§ **Exercise details**
Pictures within the data are to be left out; everything else must be reproduced exactly.

Image location labeling entries
━━━━━━━━━━━━━━━━

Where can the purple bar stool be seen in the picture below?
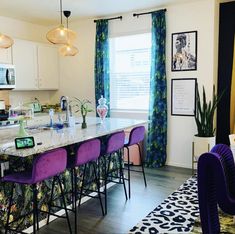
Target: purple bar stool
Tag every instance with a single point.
(227, 160)
(213, 189)
(114, 144)
(87, 153)
(136, 136)
(45, 166)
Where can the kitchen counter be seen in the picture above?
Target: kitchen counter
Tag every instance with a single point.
(51, 139)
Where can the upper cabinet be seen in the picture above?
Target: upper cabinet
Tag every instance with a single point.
(5, 56)
(48, 66)
(25, 60)
(36, 66)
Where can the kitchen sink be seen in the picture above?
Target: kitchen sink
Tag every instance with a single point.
(46, 127)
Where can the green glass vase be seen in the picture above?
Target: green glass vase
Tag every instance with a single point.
(22, 132)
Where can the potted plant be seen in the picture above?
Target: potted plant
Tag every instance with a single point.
(83, 107)
(204, 140)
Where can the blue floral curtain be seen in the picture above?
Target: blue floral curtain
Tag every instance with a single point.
(102, 61)
(157, 128)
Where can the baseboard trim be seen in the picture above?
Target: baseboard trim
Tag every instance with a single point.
(175, 164)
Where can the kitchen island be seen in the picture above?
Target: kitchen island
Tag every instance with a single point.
(46, 140)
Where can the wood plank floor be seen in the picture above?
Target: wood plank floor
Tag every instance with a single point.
(123, 215)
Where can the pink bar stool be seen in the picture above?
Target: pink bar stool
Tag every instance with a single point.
(136, 136)
(45, 166)
(115, 144)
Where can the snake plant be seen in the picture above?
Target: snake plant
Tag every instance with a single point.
(204, 113)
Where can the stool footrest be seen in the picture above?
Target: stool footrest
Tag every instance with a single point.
(58, 216)
(133, 170)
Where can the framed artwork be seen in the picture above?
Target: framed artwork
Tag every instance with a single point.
(184, 51)
(183, 96)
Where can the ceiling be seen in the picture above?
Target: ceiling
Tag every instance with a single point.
(46, 12)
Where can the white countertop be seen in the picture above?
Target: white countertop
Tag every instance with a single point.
(52, 139)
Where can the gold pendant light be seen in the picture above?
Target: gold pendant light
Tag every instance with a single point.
(68, 49)
(61, 35)
(5, 41)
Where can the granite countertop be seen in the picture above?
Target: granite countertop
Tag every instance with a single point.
(52, 138)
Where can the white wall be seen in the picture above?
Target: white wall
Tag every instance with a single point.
(27, 31)
(193, 16)
(77, 74)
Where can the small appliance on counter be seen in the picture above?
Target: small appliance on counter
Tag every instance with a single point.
(7, 76)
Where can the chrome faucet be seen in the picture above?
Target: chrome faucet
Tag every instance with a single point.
(64, 104)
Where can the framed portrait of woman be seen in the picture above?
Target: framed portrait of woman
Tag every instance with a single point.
(184, 51)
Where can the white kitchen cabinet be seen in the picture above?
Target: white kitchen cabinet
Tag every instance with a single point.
(24, 54)
(36, 64)
(5, 56)
(48, 67)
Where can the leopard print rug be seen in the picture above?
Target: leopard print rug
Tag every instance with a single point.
(176, 214)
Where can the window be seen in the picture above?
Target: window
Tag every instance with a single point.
(130, 63)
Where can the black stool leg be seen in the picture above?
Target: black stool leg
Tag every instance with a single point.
(63, 199)
(106, 179)
(128, 171)
(98, 186)
(35, 209)
(9, 208)
(83, 180)
(51, 199)
(72, 185)
(121, 172)
(142, 165)
(75, 199)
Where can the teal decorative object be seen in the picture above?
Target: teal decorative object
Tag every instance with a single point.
(157, 128)
(22, 132)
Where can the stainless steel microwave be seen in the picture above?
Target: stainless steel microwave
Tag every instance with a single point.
(7, 76)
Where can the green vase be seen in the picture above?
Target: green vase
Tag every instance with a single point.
(22, 132)
(84, 125)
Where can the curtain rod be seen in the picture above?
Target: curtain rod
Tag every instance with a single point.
(119, 17)
(145, 13)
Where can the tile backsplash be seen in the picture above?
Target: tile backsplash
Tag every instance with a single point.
(17, 97)
(4, 95)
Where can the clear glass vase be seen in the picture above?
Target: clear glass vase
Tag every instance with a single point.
(102, 108)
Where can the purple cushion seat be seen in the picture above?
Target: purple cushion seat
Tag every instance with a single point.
(136, 136)
(87, 151)
(45, 166)
(115, 142)
(227, 160)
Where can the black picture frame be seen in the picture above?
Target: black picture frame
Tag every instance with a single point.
(184, 51)
(183, 96)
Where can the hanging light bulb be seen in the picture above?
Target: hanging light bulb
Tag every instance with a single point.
(60, 34)
(68, 49)
(5, 41)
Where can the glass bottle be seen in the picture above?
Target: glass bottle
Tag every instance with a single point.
(102, 108)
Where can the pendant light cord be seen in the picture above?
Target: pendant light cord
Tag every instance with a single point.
(61, 12)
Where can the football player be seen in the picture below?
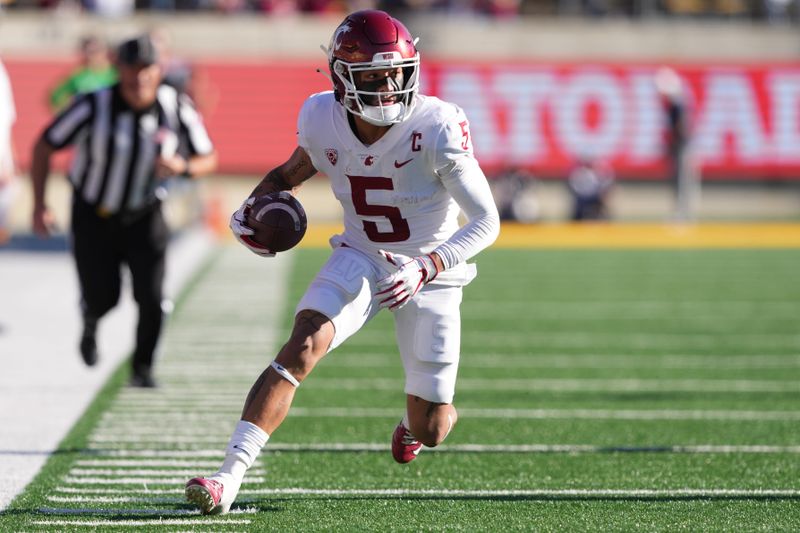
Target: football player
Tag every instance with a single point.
(402, 166)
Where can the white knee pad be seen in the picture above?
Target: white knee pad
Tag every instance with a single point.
(285, 374)
(429, 338)
(342, 291)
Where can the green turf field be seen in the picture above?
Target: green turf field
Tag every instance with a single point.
(599, 391)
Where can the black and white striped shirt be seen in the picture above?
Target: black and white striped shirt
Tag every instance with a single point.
(113, 168)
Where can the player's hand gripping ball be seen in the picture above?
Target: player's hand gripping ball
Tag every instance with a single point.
(278, 221)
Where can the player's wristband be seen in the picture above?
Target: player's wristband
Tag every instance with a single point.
(427, 264)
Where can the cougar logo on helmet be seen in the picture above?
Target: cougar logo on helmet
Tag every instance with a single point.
(374, 67)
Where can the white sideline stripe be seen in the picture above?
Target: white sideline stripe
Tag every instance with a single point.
(532, 492)
(561, 385)
(134, 523)
(622, 493)
(88, 511)
(106, 440)
(612, 414)
(543, 448)
(481, 448)
(146, 462)
(89, 472)
(594, 361)
(142, 480)
(113, 499)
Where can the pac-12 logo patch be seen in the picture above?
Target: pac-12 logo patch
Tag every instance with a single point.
(333, 155)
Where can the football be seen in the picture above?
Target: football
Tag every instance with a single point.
(279, 221)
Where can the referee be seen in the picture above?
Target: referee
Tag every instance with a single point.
(128, 139)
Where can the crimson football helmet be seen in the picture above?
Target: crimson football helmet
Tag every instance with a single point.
(373, 40)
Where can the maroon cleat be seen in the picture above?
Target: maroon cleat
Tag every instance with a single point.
(405, 447)
(206, 494)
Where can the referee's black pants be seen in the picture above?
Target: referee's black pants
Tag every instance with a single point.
(100, 246)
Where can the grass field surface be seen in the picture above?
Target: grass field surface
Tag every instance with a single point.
(599, 390)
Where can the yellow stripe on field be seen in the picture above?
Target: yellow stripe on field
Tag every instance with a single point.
(605, 235)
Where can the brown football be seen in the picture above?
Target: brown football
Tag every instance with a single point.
(279, 221)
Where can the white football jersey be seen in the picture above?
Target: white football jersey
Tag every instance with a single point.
(392, 196)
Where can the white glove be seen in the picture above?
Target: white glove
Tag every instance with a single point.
(396, 290)
(242, 231)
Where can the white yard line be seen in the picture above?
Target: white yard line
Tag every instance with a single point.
(571, 361)
(143, 472)
(532, 493)
(185, 394)
(73, 480)
(132, 421)
(139, 523)
(471, 448)
(175, 463)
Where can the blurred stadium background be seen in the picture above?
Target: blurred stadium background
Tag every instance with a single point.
(544, 83)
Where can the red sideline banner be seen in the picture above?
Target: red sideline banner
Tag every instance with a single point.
(537, 116)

━━━━━━━━━━━━━━━━

§ **Response to this exercise**
Where can the purple bar stool be seen in the picture below?
Target: purple bar stool
Tag every instance with a single point.
(227, 160)
(213, 189)
(114, 144)
(87, 153)
(136, 136)
(45, 166)
Where can the kitchen counter be seen in the picture above?
Target: kitchen counter
Tag every instance with a single point.
(51, 139)
Where can the upper cabinet be seen in the picture above?
Target: upper cabinet
Tag every instance with a single point.
(5, 56)
(48, 66)
(25, 60)
(36, 66)
Where can the kitchen sink be seen in the picture above?
Target: kitchen sink
Tag every instance with a single point.
(46, 127)
Where can the green glass vase be seen in the picture above?
Target: green glass vase
Tag every instance with a single point.
(22, 132)
Where can the potted plant be seen in the picture above?
Target: potted plant
Tag every instance with a single point.
(83, 107)
(204, 140)
Where can the blue floral curtain be seen in the picture above?
Target: blue floral curtain
Tag every instance with a single point.
(102, 61)
(157, 128)
Where can the baseboard trim be seen in the picture above?
Target: baseboard trim
Tag every instance with a single point.
(175, 164)
Where can the kitchen island be seen in the picture above?
Target: kitchen island
Tag every instance with a single point.
(46, 140)
Where can the wood plank floor be seen in the picture above?
Target: wood plank floor
Tag every instance with a single point.
(123, 215)
Where can the pink bar stool be seen in the picture above?
Target: pink bar stool
Tag every instance with a single point.
(136, 136)
(45, 166)
(115, 144)
Where can the snake plant be seen in the picture above?
Target: snake plant
Tag every instance with a single point.
(204, 113)
Where can the stool footrest be seen in the picture above?
Target: stool footrest
Tag every instance with a single point.
(58, 216)
(133, 170)
Where can the framed artwork be seen in the picture above?
Target: framed artwork
Tag every instance with a single point.
(184, 51)
(183, 96)
Where can the ceiling be seen in the picture above?
Target: ceiling
Tag every instance with a single point.
(46, 12)
Where can the white countertop be seen in the picture above?
Target: white countertop
Tag every instance with a single point.
(52, 139)
Where can the gold pendant light be seen in the picture above?
Target: gold pendant light
Tag every instance with a single point.
(68, 49)
(61, 35)
(5, 41)
Where can the granite countertop be seen in the picture above?
Target: granite countertop
Tag every instance with a single point.
(52, 138)
Where can the white wall be seen in the picture above?
Target: white wall
Tag every instance with a single point.
(27, 31)
(193, 16)
(77, 74)
Where can the small appliance on counter be seen in the picture above?
Target: small appliance on counter
Tag every instance with a single point.
(7, 76)
Where can the chrome faucet be seen in the picture above?
Target: chrome faucet
Tag every instance with a single point.
(64, 104)
Where can the framed portrait of woman be seen in the picture above?
Target: framed portrait of woman
Tag every instance with a single point.
(184, 51)
Where can the white kitchen cabinet be seen in the picture above?
Target: white kitchen cabinet
Tag every instance with a single point.
(24, 54)
(36, 64)
(5, 56)
(48, 67)
Where can the leopard print rug be seen in the picture above?
Target: leopard print rug
Tag every instance with a single point.
(176, 214)
Where can the window be seen in the picture above?
Target: window
Tag every instance with a single point.
(130, 63)
Where can the black stool leg be seen in the picture above?
Target: black stool leg
Tag every instance with a single point.
(63, 199)
(106, 179)
(128, 171)
(98, 186)
(35, 209)
(9, 208)
(83, 180)
(51, 199)
(72, 185)
(121, 172)
(142, 165)
(75, 199)
Where can the teal decorative object be seen in the picture above?
Target: teal decorative object
Tag every instance with a single point.
(157, 128)
(22, 132)
Where can the stainless steel microwave be seen in the picture above?
Target: stainless steel microwave
Tag every instance with a single point.
(7, 76)
Where can the green vase be seen in the picture above?
Target: green vase
Tag every instance with a single point.
(22, 132)
(84, 125)
Where can the curtain rod be seen in the picture above?
Target: curtain rod
Tag every instance with a single point.
(119, 17)
(145, 13)
Where can the tile backsplash be seen in the picture above?
Target: tile backsplash
Tag every instance with a single point.
(17, 97)
(4, 95)
Where can the clear glass vase be seen in the picture above?
Target: clear glass vase
Tag every instance with a single point.
(102, 108)
Where can the purple cushion seat be seen in the picture above?
Target: purple cushion seat
Tag every instance with a single point.
(136, 136)
(87, 151)
(45, 166)
(115, 142)
(227, 160)
Where can the black picture frame be seen in the picture above?
Target: black picture frame
Tag every instance with a single point.
(184, 51)
(183, 96)
Where can the hanging light bulb be seen in the picture above?
Target: hanging light bulb
Tag every instance with a single point.
(60, 34)
(68, 49)
(5, 41)
Where can the glass bottle be seen in the picture above?
Target: glass bottle
Tag every instance with a single point.
(102, 108)
Where can the pendant light cord be seen in the picture above?
Target: pendant light cord
Tag every instance with a single point.
(61, 12)
Where can the football player be seen in the picture below?
Target: football player
Tag every instance with a single point.
(402, 166)
Where can the white knee pad be seen in the picture above?
Target: white knee pad
Tag every instance with a single point.
(285, 374)
(429, 338)
(342, 291)
Where can the green turf field be seen in the picture above?
Target: green turf field
Tag every instance with a single point.
(599, 391)
Where can the black and white striped shirt be seen in the picture above?
Target: black and white striped shirt
Tag every instance with a single point.
(113, 168)
Where can the player's hand gripping ball be seen in the picture above?
Target: player's hand gripping ball
Tag every instance with a single point.
(278, 221)
Where can the player's wristband be seen in the picture above?
Target: player's wristband
Tag every instance with a single point.
(427, 264)
Where can the cougar logo on helmet be seen in the picture above?
Target: cougar logo on helmet
Tag every instance with a single point.
(374, 67)
Where can the white sideline stripe be seen in the picture above?
Target: white sideline stripe
Tag every instance with a single point.
(532, 492)
(561, 385)
(134, 523)
(622, 493)
(88, 511)
(106, 440)
(612, 414)
(543, 448)
(481, 448)
(146, 462)
(89, 472)
(594, 361)
(142, 480)
(113, 499)
Where can the pac-12 logo patch be seen in the picture above?
Target: pac-12 logo patch
Tag every instance with a single point.
(333, 155)
Where can the football be seen in the picture above?
Target: football
Tag every instance with a single point.
(279, 221)
Where can the referee be seen in the picture above?
Target: referee
Tag every instance with a single point.
(128, 139)
Where can the crimson football helmet be seen in the picture above?
Target: crimson football helmet
Tag every instance with a single point.
(373, 40)
Where can the maroon cleat be seen in the picture above?
Target: maroon cleat
Tag every instance with a single point.
(405, 447)
(206, 494)
Where can the referee's black pants be seen in the picture above?
Target: referee's black pants
Tag every instance with a single point.
(100, 246)
Where can the grass field surface be seen in the picture above?
Target: grass field surface
Tag every instance with a single point.
(599, 390)
Where can the yellow stripe on field be seen in the picture above?
Target: yellow stripe on field
Tag every instance with a single point.
(605, 235)
Where can the brown football be seen in the picture above?
Target: brown football
Tag every instance with a single point.
(279, 221)
Where can the white football jersey be seen in the picture above?
Target: white football jersey
Tag every instance with a single point.
(392, 196)
Where can the white glove be seen in the picture above?
Target: white glove
Tag every instance with a single point.
(396, 290)
(242, 231)
Where can the white yard line be seen in the picture above?
Target: white yard line
Tag every instance with a single point.
(571, 361)
(143, 472)
(532, 493)
(185, 394)
(73, 480)
(132, 421)
(139, 523)
(471, 448)
(175, 463)
Where can the blurred stadium background be seen in the picture above?
Target: blurred stadium background
Tag every instance with a single point.
(544, 83)
Where can the red sideline banner be seen in the picture above?
Target: red sideline banner
Tag every instance with a single point.
(537, 116)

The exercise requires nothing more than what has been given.